Record excerpts
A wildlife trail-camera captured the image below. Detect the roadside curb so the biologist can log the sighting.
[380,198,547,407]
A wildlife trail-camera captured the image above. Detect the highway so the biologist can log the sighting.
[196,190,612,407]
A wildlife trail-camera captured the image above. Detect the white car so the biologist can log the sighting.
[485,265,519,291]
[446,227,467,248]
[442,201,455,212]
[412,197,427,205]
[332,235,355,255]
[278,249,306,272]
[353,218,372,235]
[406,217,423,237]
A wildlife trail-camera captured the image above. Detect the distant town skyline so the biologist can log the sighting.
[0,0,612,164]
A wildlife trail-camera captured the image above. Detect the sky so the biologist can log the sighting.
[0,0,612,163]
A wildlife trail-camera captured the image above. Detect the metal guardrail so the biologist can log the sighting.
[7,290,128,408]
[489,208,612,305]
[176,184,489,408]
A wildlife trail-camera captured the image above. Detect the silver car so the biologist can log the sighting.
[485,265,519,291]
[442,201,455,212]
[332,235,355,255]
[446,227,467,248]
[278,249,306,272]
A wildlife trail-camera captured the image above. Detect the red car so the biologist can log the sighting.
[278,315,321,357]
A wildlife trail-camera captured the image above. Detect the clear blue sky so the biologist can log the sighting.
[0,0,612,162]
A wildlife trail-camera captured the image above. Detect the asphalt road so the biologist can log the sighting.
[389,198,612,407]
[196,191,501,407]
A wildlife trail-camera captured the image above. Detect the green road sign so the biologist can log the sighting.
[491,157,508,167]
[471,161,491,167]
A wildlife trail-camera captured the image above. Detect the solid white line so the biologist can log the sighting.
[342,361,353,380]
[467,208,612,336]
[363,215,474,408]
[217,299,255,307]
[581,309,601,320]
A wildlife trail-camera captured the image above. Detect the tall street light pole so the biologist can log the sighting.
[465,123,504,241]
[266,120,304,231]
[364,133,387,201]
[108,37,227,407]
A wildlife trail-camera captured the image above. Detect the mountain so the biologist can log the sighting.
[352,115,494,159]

What is required
Repeat the material above word for word, beginning with the line that contains "pole so the biologist can log the sighting." and continuing through its final line.

Full solution
A wildlife trail-camera captured the image above. Detect the tall street light pole so the biologist can log the sighting.
[465,123,504,241]
[266,120,304,231]
[364,133,387,201]
[108,37,227,407]
A wildlife trail-camera captured the image above. Detect the mountain so the biologist can log the sighting.
[352,115,494,159]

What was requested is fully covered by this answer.